> Complete the following
• 1. In the review of liberal and progressive religion in 2025, what was the title of the Pew Research Center study released in December?
• 2. Rewrite the part of the entries that opens with the line containing "pendant light shade." and closes with the line containing "stainless steel refrigerator.", changing "white" to "cream" and leaving everything else as it is. Return only those lines.

> Document extract
>> begin
2025: liberal and progressive religion in review

A/ The decline of organized religion has halted (for now)

In 2025, the big news in progressive religion was that religion is not quite as dead as the social scientists want us to believe. A Pew Research Center study released in December was titled “Religion holds steady in America.” At the same time, the study also found that “people in every birth cohort — from the youngest to the oldest — have grown less religious as they have aged.”

However, as usual, religiosity is measured with phenomena that are very much Christian-centric. One of the metrics that Pew looks at is how “prayerful” people are. By that metric, I’m completely non-religious, since I don’t pray. Another metric used by Pew is whether people “identify with a religion.” That means that Pew is measuring religiosity as a function of affiliating with an organized religious group. But we already know that the twenty-first century is a time when people are disaffiliating from all organizations. I would also say that lots of people I know are religious/spiritual without belonging to an organized religious group — I think of the people I know who do yoga or qi-gong, or who create their own spiritual rituals for groups of friends, or who consult Tarot cards, etc.
>> end
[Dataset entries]
>> begin
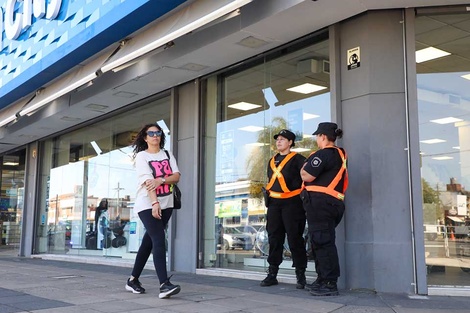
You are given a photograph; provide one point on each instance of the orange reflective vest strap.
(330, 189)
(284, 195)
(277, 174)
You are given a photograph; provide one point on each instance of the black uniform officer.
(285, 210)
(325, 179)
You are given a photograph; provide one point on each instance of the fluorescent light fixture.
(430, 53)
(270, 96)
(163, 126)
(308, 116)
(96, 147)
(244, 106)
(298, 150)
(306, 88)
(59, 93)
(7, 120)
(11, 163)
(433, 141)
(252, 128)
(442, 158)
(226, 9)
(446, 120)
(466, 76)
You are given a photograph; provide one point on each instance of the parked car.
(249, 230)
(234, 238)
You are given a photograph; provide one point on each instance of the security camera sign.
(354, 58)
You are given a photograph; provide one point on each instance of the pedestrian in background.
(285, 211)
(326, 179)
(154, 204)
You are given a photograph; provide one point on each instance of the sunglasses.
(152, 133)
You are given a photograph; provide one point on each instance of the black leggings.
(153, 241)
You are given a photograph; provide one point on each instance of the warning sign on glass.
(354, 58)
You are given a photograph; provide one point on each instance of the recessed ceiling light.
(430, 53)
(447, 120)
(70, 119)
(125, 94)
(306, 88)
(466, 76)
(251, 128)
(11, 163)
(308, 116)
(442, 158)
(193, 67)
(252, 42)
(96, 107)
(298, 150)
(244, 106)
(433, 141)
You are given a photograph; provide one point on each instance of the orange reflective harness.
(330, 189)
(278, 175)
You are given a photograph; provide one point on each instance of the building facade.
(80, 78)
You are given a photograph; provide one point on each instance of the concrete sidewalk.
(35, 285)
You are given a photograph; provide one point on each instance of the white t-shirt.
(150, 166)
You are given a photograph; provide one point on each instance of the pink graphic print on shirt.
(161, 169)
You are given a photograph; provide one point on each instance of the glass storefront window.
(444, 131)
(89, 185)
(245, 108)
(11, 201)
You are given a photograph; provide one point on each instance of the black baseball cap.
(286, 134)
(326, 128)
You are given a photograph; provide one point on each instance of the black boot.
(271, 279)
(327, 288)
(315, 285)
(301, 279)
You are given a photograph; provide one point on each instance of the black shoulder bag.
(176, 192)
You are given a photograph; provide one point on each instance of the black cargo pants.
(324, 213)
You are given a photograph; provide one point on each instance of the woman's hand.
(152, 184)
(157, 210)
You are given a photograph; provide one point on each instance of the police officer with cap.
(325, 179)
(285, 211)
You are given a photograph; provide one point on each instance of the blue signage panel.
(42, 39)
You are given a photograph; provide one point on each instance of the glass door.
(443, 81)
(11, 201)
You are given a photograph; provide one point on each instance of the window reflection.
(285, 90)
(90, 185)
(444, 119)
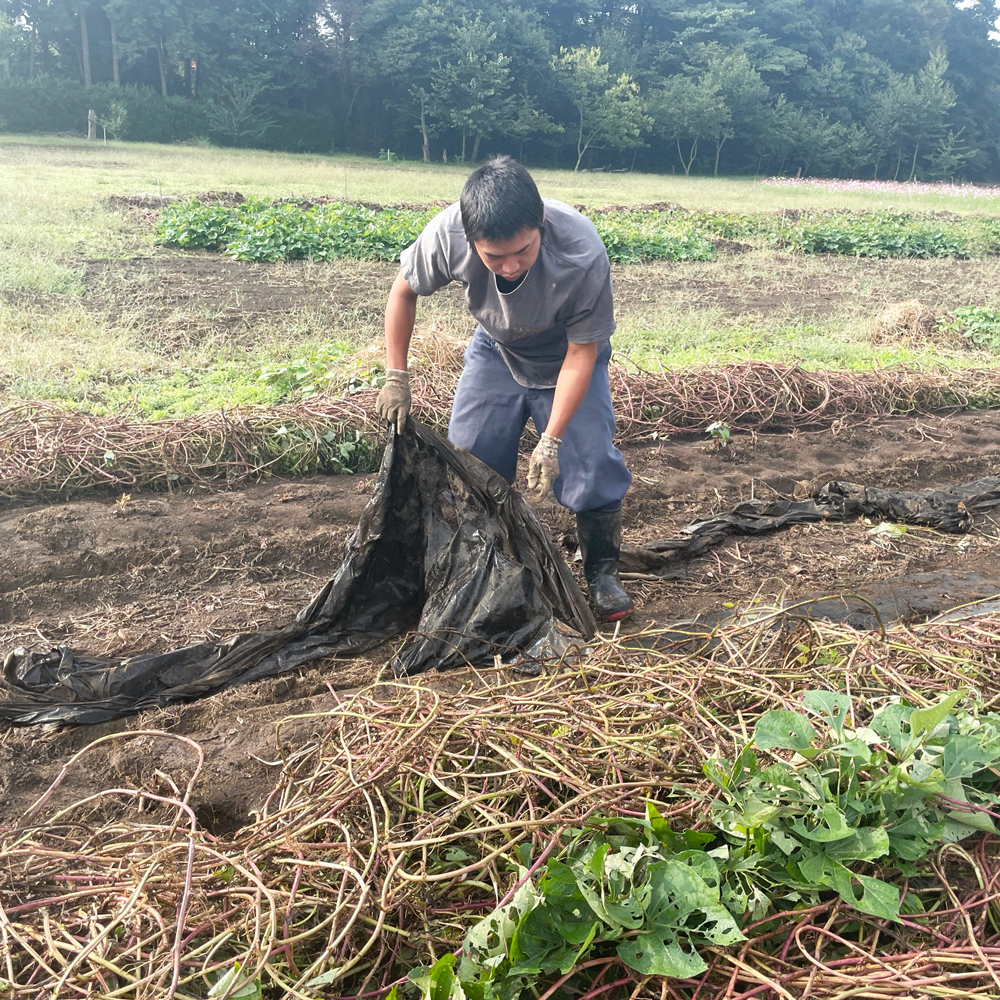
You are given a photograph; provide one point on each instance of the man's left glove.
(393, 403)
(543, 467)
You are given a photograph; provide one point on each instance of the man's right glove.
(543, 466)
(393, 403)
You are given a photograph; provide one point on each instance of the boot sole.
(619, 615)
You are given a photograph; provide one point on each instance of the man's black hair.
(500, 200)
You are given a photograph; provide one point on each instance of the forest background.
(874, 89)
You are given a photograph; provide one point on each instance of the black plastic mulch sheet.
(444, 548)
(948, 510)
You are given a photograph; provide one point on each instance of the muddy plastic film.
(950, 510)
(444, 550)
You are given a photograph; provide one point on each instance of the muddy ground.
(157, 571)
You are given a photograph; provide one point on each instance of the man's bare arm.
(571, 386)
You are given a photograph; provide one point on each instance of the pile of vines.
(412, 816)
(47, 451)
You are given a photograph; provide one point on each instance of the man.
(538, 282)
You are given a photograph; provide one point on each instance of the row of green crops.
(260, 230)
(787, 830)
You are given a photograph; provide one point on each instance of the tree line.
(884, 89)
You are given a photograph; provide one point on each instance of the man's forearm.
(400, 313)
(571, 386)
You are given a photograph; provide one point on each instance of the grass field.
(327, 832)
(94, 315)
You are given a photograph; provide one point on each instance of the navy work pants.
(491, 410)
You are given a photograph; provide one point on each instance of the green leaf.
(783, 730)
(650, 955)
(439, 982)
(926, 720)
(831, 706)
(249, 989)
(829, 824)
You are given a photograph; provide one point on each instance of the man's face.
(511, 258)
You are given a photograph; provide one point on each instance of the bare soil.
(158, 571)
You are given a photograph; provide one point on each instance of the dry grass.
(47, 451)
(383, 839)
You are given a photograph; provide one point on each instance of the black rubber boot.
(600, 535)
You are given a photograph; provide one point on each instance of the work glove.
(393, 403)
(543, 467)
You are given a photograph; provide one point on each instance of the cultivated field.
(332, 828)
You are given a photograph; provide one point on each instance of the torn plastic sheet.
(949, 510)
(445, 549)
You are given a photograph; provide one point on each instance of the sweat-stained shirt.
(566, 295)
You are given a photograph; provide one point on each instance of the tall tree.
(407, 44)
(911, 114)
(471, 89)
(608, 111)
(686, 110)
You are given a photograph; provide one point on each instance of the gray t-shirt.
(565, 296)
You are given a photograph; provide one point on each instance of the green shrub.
>> end
>> begin
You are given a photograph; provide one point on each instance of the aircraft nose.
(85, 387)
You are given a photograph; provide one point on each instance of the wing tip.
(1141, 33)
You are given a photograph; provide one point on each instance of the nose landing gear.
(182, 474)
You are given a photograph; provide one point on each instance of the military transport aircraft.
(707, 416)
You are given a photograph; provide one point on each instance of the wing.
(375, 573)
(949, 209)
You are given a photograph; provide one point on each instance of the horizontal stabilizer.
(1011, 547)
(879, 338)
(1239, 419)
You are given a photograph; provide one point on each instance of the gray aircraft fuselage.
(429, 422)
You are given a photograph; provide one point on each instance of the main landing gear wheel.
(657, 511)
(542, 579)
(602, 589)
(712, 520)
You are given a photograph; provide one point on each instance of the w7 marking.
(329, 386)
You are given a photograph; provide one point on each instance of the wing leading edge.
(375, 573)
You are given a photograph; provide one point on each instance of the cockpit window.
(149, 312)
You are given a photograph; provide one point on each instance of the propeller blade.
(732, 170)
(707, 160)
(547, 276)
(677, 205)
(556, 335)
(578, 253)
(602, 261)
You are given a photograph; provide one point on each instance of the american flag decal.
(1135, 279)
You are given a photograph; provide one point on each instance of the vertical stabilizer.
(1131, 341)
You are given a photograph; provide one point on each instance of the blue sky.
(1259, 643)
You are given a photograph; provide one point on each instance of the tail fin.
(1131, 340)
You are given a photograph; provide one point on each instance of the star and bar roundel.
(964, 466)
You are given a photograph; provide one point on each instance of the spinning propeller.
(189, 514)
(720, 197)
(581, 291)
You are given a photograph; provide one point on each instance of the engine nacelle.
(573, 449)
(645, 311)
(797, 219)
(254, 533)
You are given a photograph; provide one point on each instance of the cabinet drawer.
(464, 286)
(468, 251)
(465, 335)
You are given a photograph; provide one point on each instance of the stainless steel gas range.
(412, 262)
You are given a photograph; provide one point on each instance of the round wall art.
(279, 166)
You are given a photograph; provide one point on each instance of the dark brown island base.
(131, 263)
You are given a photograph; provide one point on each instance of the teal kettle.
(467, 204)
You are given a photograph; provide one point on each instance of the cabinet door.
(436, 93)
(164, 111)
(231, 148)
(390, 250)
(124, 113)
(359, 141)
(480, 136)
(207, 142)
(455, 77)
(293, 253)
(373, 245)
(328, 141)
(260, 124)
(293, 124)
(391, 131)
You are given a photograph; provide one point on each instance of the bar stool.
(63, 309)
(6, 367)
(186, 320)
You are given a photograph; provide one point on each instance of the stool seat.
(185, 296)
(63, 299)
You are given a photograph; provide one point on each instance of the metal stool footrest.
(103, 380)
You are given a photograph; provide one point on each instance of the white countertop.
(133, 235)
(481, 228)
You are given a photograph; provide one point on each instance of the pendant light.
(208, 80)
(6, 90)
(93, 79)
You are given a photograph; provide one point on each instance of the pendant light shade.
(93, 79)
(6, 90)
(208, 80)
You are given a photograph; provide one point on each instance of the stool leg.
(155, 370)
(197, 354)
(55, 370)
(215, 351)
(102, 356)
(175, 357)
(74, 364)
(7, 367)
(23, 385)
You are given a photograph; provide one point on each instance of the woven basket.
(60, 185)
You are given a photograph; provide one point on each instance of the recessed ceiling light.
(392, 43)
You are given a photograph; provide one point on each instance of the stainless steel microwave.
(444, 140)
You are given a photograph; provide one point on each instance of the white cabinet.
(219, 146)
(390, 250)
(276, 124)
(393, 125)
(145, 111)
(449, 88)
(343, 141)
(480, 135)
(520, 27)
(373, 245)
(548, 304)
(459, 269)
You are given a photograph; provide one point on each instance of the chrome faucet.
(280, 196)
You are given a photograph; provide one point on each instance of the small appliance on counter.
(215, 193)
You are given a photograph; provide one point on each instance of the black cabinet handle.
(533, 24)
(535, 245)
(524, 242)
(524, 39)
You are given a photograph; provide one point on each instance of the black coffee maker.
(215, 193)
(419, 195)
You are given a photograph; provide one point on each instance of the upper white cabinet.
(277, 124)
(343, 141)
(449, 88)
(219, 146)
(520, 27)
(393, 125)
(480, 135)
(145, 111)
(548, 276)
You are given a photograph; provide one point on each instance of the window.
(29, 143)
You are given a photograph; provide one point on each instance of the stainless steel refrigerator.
>> end
> Worked answers
• 1. “Religion holds steady in America.”

• 2.
You are given a photograph; provide one point on each instance of the pendant light shade.
(93, 79)
(6, 90)
(208, 80)
You are given a photograph; provide one point on each instance of the stool leg.
(155, 370)
(197, 354)
(55, 370)
(215, 351)
(102, 356)
(175, 357)
(74, 364)
(7, 367)
(23, 385)
You are given a photograph; provide one point on each instance of the woven basket.
(60, 185)
You are given a photograph; provide one point on each instance of the recessed ceiling light.
(392, 43)
You are given a photograph; provide one point on each instance of the stainless steel microwave.
(444, 140)
You are given a photograph; provide one point on each instance of the cream cabinet.
(219, 146)
(390, 250)
(276, 124)
(393, 125)
(145, 111)
(449, 88)
(343, 141)
(480, 135)
(520, 27)
(373, 245)
(548, 304)
(459, 269)
You are given a photograph; provide one point on each instance of the chrome faucet.
(280, 196)
You are given a photograph; provide one point on each instance of the small appliance on counter.
(215, 193)
You are given a photograph; provide one point on each instance of the black cabinet handle.
(533, 24)
(535, 245)
(524, 242)
(524, 39)
You are given a photograph; provide one point on each instance of the black coffee maker.
(215, 193)
(419, 195)
You are given a photograph; provide one point on each instance of the upper cream cabinet.
(277, 124)
(343, 141)
(449, 88)
(219, 146)
(520, 27)
(393, 125)
(480, 135)
(145, 111)
(548, 276)
You are given a photograph; provide one point on each instance of the window.
(29, 143)
You are given a photograph; provide one point on each instance of the stainless steel refrigerator.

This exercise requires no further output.